JOB 1: Write out the part of the newsgroup post on Philip Sidney and Stratford that starts at "Sabrina seems to" and ends at "this and that.".
JOB 2: Extend the newsgroup post on Philip Sidney and Stratford, going on from its final line.

PASSAGE TO READ:
(begin)

Mark Steese <mark_ste...@yahoo.com> wrote:
>
> And I expressed my opinion of that argument, which is something you
> specifically invited the posters here to do. What's the problem?

The problem? .....
Sabrina seems to be incapable of responding:

"You made some good points with A, B, and C.
While I concede that such-and-such might have occurred,
your conclusion seem far-fetched because of this and that.
And your argument fails to take into account E and F.
As a result, it seems much more likely to me that G occurred."
..............................................
IMO, Mark Steese won the argument hands down.

1) Philip Sparrow of Stratford is *primarily* Philip Sidney.
2) Philip Sparrow of Stratford is secondarily Will Shakspere.
------------------------------------------------------------------
September 9, 1566: 12 yr.old Philip Sidney visits Stratford
................................................................
September 9, 1513: The Battle of Flodden Field
September 9, 1603: George Carey dies from Mercury poisoning!

(end)

DATA ENTRIES:
(begin)

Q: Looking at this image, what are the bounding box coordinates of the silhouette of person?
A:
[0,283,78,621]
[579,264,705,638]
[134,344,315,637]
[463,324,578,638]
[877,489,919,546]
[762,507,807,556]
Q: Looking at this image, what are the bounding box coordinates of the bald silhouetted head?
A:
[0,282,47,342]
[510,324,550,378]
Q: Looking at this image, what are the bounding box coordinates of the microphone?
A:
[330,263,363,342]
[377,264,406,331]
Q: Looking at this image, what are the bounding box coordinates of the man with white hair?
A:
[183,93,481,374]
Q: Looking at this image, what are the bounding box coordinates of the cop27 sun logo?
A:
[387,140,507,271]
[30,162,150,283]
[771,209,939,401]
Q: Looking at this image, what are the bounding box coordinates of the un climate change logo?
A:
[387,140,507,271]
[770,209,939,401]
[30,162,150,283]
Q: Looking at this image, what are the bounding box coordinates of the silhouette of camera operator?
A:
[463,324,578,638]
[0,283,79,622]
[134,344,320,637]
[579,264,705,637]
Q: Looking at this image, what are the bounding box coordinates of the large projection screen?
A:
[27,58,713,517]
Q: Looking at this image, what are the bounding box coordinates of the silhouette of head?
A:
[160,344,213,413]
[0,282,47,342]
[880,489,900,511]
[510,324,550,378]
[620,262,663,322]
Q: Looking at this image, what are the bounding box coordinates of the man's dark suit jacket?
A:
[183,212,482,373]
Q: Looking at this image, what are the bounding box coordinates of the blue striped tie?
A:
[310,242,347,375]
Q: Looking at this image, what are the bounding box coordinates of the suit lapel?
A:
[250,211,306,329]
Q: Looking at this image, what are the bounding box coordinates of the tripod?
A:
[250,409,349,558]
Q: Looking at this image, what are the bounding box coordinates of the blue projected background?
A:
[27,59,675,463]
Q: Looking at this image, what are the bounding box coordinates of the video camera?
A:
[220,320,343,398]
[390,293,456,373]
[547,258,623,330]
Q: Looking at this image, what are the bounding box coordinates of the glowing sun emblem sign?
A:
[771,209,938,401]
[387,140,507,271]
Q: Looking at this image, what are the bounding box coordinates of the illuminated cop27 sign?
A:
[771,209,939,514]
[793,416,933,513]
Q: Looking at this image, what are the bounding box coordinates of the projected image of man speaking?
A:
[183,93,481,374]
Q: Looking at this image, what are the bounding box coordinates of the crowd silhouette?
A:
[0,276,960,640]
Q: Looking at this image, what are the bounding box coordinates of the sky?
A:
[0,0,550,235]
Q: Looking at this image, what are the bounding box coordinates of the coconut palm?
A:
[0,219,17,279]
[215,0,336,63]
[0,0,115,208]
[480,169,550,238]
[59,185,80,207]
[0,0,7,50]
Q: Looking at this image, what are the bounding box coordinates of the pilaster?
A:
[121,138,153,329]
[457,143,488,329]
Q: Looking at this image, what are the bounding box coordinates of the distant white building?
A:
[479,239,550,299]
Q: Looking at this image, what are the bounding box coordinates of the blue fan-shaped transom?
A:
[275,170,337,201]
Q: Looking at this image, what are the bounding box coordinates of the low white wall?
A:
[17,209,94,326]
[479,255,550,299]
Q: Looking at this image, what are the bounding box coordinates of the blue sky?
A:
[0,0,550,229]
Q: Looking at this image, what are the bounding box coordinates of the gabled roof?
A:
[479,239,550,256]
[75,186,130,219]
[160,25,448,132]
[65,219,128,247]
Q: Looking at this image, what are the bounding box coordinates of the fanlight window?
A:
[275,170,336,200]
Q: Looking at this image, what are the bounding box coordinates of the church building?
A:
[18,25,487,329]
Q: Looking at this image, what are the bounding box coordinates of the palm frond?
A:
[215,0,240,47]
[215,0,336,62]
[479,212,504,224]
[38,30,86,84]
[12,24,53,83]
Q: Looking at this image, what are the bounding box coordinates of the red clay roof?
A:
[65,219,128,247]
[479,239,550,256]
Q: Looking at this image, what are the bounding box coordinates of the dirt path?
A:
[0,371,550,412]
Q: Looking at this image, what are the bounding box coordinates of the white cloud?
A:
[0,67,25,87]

(end)

EXERCISE ANSWER 1:
Sabrina seems to be incapable of responding:

"You made some good points with A, B, and C.
While I concede that such-and-such might have occurred,
your conclusion seem far-fetched because of this and that.

EXERCISE ANSWER 2:
September 9, 1608: Shakespeare's Mother, Mary, buried
September 9, 1634: Lt. Hammond (Ham.Lt.) visits Stratford
September 9, 1746: John Ward plays Othello in Stratford
------------------------------------------------------------------
> Sabrina Feldman <sabrinamariefeld...@gmail.com> wrote:
>>
>> I'm not aware of any Stratfordian to have written about
>> Philip Sparrow who hasn't admitted this as a reasonable
>> possibility or strong likelihood.

Which should certainly make one a little suspicious.

Mark Steese <mark_ste...@yahoo.com> wrote:
>
> As I noted, and will note again, both Bardolators (your "Stratfordians")
> and Bardoclasts (that would be you) see Shakespeare in texts where he
> is not present. I'm well aware that Katharine Duncan-Jones and Michael
> Wood, among others (including John Berryman, who really ought to have
> known better), take the nonsense about Philip Sparrow representing
> Shakespeare seriously.
------------------------------------------------------------------
http://www.gradesaver.com/astrophil-and-stella/study-guide/section4/

Astrophil and Stella by Philip Sidney Summary and Analysis
............................................
<<Sonnet 83. Astrophel criticizes the sparrow that has crept into
Stella's favor with its sweet song. Astrophel allowed the sparrow to
spend time with Stella despite his jealousy because he did not think
that the sparrow would take advantage of him. But the sparrow has
become ambitious, chirping his song into Stella's ear and kissing her.
Astrophel warns Philip that if he does not exercise caution in his
behavior with Stella, Astrophel will strangle him.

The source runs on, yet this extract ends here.